[Entries from an annotation dataset]
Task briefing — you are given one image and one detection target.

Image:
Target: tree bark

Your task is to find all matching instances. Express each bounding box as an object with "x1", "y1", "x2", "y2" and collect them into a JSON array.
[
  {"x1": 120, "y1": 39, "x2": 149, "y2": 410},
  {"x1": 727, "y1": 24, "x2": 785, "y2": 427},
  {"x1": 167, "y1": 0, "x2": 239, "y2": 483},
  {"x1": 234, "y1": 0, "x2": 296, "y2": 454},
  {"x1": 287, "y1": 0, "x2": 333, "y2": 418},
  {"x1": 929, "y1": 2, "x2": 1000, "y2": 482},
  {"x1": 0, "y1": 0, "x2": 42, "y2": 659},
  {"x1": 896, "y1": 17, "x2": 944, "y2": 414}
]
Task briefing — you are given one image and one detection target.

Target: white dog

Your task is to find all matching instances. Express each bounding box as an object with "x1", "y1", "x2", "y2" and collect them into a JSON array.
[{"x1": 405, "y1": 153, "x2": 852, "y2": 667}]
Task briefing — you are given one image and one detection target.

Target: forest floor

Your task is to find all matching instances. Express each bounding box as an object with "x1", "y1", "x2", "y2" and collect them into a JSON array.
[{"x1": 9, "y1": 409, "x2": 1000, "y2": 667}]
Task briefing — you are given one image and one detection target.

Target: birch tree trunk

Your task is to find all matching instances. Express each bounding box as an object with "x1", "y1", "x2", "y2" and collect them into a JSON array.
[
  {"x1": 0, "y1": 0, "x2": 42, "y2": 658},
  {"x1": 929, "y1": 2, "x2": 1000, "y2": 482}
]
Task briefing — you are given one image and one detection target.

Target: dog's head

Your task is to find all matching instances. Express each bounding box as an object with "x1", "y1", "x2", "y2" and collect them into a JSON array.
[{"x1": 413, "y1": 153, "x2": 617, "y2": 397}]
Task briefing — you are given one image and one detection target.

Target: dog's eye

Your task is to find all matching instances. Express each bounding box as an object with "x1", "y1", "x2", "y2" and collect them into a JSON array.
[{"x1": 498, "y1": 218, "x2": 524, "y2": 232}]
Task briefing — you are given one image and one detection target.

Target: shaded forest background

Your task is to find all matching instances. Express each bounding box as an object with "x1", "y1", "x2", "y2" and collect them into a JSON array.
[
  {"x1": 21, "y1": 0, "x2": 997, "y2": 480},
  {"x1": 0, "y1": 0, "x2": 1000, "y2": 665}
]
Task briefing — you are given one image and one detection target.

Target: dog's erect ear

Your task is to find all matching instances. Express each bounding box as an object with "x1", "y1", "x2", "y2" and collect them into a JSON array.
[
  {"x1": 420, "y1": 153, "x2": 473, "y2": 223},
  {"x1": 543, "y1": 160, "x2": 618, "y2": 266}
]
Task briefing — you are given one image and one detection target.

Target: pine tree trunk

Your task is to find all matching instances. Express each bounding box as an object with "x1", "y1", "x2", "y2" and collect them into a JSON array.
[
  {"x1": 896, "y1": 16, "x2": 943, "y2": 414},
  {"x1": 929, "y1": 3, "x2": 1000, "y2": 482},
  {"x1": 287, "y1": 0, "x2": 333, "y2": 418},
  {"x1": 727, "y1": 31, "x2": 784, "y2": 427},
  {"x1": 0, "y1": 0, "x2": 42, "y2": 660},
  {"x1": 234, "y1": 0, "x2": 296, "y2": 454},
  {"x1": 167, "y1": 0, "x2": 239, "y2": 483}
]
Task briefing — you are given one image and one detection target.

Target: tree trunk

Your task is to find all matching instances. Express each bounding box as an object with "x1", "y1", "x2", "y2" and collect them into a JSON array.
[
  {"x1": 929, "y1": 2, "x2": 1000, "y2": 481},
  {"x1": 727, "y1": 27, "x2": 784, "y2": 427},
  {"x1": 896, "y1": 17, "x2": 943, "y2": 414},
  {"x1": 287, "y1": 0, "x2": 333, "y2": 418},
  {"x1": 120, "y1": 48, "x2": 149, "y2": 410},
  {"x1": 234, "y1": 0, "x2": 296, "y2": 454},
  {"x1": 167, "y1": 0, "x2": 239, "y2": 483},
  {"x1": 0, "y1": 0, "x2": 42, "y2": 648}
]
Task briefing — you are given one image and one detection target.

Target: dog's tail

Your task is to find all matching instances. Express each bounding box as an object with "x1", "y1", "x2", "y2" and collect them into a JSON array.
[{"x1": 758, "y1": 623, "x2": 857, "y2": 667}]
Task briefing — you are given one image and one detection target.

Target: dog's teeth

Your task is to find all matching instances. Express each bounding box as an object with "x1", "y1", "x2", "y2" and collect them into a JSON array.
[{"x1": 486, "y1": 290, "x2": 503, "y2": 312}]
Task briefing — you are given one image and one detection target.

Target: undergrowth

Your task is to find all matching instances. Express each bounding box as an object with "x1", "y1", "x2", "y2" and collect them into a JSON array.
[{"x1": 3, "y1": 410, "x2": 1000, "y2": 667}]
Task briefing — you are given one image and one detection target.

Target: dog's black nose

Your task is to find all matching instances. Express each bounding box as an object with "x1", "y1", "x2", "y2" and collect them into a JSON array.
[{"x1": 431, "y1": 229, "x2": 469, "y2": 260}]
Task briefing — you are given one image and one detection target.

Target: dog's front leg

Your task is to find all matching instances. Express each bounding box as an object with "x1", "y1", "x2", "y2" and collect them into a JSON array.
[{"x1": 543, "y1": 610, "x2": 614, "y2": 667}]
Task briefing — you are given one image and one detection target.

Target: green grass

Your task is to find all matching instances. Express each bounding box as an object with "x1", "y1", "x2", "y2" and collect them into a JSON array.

What is asked
Which lines of the listing contain the string "forest"? Copy each of them.

Result
Target: forest floor
Target: shaded forest background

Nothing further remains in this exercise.